Looking over to the States, these have been a shocking few weeks for POCs, and, as always, black men in particular. It’s nothing isolated to these past few weeks though. Nearly 1000 people are shot dead by the police in the USA, with black people twice as likely to be shot than whites. Breonna Taylor, Eric Garner, Michael Brown, George Floyd – the list of violence is endless. There is, thankfully, so much happening around George Floyd’s brutal murder at the moment. Some of the conversations are brilliant, some are simply white posturing and saviour complexes, and most will amount to basic social media posting that will vanish into timelines in just a couple of weeks.

I am not going to talk so much about George Floyd here, though the whole situation is of course deeply in my thoughts. I am going to say a little bit about the Central Park birdwatching case with Christian Cooper and his idiot accuser Amy Cooper (who annoyingly shares his surname so it’s all a bit confusing).

Here is a short overview of the incident, and him being interviewed about it, on The View –

There’s so much to unpack here, and I physically can’t even begin to climb the mountain of crap that is spewed by Amy Cooper. I’m not going to waste the time going into how insane this woman is because, to be honest, she’s deeply irrelevant. This is not about her and I don’t want to give her any more attention than she has already received. There is something much more powerful at play here than just her nonsense. And that is simply – the fact that she knew she could.

This woman was in the wrong. As the interview above notes, it was an area kept for bird watchers in which dogs were to be kept on a lead. There was a park, across the way, for her to walk her dog; but, she felt it was unsafe, so she knowingly broke that rule to keep her dog of the lead in the incorrect area. She was wrong, she knew she was wrong, but she didn’t care.

Instead, she knew that if she called the police, and said the words ‘African American’ and ‘threatening’ enough times, that she’d be okay. She knew that if she dipped into those stereotypes, if she used the power of the inherent racism and deep discrimination in her society, against a man who fits said stereotypes, she could get away with it. She didn’t try to argue with him much about why she could break the rules (no doubt another example of privilege) or why Christian Cooper could have been wrong. No. She knew that systemic racism was going to be on her side if she used the cops and made his blackness clear.

In this instance, it was okay, and he survived. But all that is coming to light in these dark times, both in the USA and here, is how deep that racism still lies and lives (Please read this article discussing Britain’s equally despicable track record). The most frightening thing here is not her absolutely ridiculous response, but her knowledge of the extreme racism in her society, and her willingness to use it, even when she was wrong.

◇ ◇ ◇ ◇ ◇

Parts of the exercise:
**A.** In the post, what rule applied to dogs in the area kept for bird watchers?
**B.** Please copy the post's text between "Here is a short" and "knew she could.", inclusive, and swap "mountain" for "heap".
The data that comes next has no connection to the post.

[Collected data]
◇ ◇ ◇ ◇ ◇

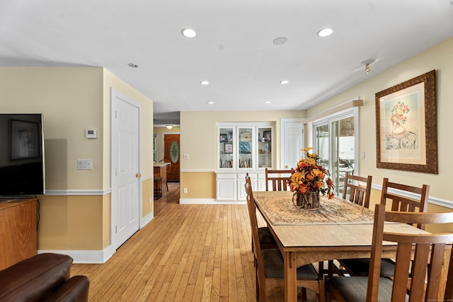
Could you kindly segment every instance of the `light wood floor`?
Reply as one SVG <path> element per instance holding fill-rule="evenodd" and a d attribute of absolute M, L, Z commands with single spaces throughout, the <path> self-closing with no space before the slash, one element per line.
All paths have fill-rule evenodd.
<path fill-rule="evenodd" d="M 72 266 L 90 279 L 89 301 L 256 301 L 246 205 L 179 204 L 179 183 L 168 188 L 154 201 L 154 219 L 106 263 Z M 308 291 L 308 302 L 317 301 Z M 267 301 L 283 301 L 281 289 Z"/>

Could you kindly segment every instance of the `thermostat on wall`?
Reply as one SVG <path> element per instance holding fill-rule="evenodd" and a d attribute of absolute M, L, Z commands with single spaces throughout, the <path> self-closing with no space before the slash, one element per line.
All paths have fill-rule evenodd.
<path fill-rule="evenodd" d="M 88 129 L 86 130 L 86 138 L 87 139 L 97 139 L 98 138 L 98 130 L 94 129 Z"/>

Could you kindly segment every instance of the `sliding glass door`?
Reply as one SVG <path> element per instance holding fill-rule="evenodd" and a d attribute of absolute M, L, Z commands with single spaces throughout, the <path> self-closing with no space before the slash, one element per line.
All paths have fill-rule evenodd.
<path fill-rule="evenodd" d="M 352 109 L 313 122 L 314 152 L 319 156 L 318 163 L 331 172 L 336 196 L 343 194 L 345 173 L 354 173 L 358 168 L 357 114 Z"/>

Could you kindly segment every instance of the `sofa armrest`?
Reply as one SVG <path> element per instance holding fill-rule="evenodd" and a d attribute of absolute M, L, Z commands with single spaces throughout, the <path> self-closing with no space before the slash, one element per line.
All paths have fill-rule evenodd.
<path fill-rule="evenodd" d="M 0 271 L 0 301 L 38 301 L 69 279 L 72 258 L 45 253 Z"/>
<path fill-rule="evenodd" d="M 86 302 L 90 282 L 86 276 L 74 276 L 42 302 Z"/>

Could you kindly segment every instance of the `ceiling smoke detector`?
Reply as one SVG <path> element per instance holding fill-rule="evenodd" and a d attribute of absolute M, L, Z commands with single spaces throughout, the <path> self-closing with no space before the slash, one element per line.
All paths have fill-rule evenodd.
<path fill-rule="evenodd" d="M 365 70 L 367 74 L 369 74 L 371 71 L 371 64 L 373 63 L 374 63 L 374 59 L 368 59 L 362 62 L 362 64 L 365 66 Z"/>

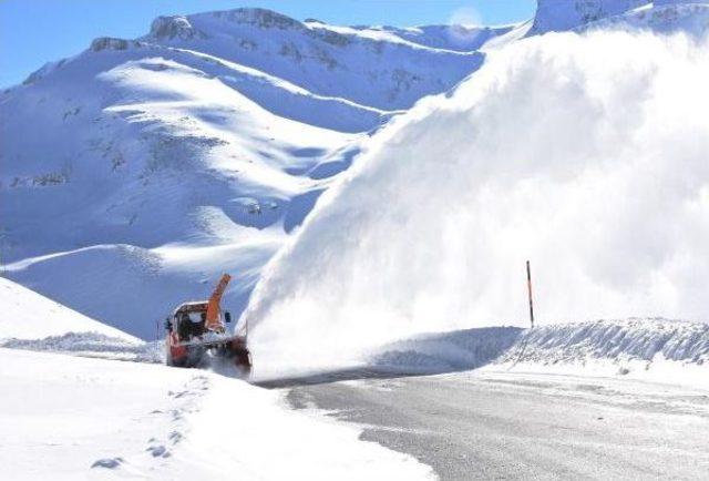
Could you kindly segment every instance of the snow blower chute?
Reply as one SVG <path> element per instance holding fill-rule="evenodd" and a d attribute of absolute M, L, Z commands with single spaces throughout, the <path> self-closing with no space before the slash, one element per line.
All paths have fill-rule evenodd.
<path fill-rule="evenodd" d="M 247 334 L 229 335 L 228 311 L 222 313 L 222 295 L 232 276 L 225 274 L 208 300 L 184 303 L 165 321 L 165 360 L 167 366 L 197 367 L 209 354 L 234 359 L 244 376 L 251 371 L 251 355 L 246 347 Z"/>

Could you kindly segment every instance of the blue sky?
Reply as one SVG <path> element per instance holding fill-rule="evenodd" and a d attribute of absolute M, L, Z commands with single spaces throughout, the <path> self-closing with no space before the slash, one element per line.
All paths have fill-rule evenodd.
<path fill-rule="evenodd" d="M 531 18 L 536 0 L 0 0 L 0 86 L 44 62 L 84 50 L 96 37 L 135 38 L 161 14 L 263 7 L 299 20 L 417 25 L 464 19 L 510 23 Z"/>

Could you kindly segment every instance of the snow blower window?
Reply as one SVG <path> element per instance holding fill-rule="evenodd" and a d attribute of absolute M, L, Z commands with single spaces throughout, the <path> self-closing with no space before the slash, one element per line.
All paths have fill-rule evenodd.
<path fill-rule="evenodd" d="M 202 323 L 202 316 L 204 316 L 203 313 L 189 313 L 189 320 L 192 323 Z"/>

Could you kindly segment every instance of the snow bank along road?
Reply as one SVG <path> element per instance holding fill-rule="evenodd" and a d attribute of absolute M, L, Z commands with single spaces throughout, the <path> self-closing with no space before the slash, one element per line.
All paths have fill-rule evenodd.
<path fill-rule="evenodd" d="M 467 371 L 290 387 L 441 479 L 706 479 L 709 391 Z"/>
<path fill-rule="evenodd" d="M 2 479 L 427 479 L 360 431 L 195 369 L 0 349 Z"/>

◇ ◇ ◇ ◇ ◇

Response list:
**A.** Dogs were to be kept on a lead.

**B.**
Here is a short overview of the incident, and him being interviewed about it, on The View –

There’s so much to unpack here, and I physically can’t even begin to climb the heap of crap that is spewed by Amy Cooper. I’m not going to waste the time going into how insane this woman is because, to be honest, she’s deeply irrelevant. This is not about her and I don’t want to give her any more attention than she has already received. There is something much more powerful at play here than just her nonsense. And that is simply – the fact that she knew she could.